§ **PROVIDED DATA**:

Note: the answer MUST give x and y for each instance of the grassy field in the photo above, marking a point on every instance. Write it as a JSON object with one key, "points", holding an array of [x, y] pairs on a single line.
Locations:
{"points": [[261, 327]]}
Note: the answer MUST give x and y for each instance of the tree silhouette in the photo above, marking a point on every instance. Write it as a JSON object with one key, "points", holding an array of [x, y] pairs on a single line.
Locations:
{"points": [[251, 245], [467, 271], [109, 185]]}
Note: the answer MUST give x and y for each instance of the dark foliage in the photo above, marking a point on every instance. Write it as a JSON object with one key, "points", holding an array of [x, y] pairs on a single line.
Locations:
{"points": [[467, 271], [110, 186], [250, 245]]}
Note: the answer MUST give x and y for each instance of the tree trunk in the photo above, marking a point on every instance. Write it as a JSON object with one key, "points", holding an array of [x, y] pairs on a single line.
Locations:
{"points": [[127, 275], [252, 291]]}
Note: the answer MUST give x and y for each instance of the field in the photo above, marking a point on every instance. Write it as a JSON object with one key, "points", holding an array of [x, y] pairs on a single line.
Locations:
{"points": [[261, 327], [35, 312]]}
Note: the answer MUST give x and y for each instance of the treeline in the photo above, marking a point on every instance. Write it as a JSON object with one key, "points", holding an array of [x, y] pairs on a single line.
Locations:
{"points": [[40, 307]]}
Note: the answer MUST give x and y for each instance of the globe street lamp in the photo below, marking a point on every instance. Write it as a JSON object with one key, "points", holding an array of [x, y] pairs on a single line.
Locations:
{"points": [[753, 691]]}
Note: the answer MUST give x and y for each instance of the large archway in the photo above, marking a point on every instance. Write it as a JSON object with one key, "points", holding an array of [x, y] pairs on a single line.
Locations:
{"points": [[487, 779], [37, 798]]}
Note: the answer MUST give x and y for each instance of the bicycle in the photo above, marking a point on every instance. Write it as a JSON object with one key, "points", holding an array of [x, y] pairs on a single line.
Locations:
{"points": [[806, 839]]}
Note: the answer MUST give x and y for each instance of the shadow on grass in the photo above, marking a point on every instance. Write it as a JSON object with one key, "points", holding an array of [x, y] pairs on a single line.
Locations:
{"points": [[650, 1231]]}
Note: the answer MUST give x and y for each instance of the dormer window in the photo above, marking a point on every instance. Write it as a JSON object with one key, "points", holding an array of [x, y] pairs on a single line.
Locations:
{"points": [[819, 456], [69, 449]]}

§ **PROMPT**:
Nothing in the data above should change. Please copy it all.

§ **RESPONSE TO THIS EXERCISE**:
Note: the answer MUST give x and y for each instance of the grassy field in the photo above, marking a point on every instance. Write it as a JSON object with one key, "points", holding an array of [x, y] pairs on a single line.
Locations:
{"points": [[261, 327]]}
Note: the answer MUST give x and y for each instance of the tree silhouette in the photo above, marking a point on every instance. Write it as a JSON object with one key, "points", holding an array of [x, y] pairs on a single line.
Locations:
{"points": [[251, 245], [467, 271], [109, 185]]}
Note: the answer MUST give x and y for each instance of the dark foliage in the photo above, marking a point on every instance. Write it as a JSON object with one key, "points", holding an array of [x, y] pairs on a single line.
Locations:
{"points": [[467, 271], [110, 186], [250, 245]]}
Note: the answer MUST give x and y for each instance of the tree trunk in the photo above, marking a point on every instance. Write it as a JSON object with one key, "points", holding an array of [x, y] pairs on a single line.
Locations:
{"points": [[127, 275], [252, 291]]}
Note: the answer MUST give x and y for each instance of the field in the photo above, marking a point on every instance. Write it as a JSON object with one key, "points", holding an array of [x, y] pairs on a single line.
Locations:
{"points": [[261, 327], [35, 312]]}
Note: the answer MUST give x and y for each instance of the treeline in the photo above, marking a point on every instance. Write it as a JSON object with one key, "points", holding an array of [x, y] pairs on a single line.
Locations:
{"points": [[40, 307]]}
Note: the answer MUST give x and y for each instance of the globe street lamp in the photo below, marking a point on every instance. Write it as a JSON object with one key, "points", holding an array of [x, y] pairs on a single line.
Locations:
{"points": [[753, 691]]}
Note: the answer MUST give x and y for each instance of the large archway in the photo above, marking a point on every instance. Write it as a JSON object with one key, "points", holding an array of [x, y] pairs on a single line.
Locations:
{"points": [[487, 779], [37, 798]]}
Note: the answer MUST give x and y for each instance of the bicycle in the photo above, marking a point on every instance. Write it as a JSON object with one key, "points", holding an array of [x, y] pairs on a single line.
Locations:
{"points": [[806, 839]]}
Note: the answer MUST give x and y for each instance of the shadow on grass in the photo above, marking a point on every instance. Write it as a JSON object with one key, "points", holding an array of [x, y] pairs on a single line.
Locations:
{"points": [[650, 1231]]}
Note: the answer MUST give x and y for each instance of the dormer window in the photo above, marking a point on every instance. Write it as a JSON object with one key, "points", holding an array of [x, y] pairs on a single line.
Locations:
{"points": [[819, 456], [69, 449]]}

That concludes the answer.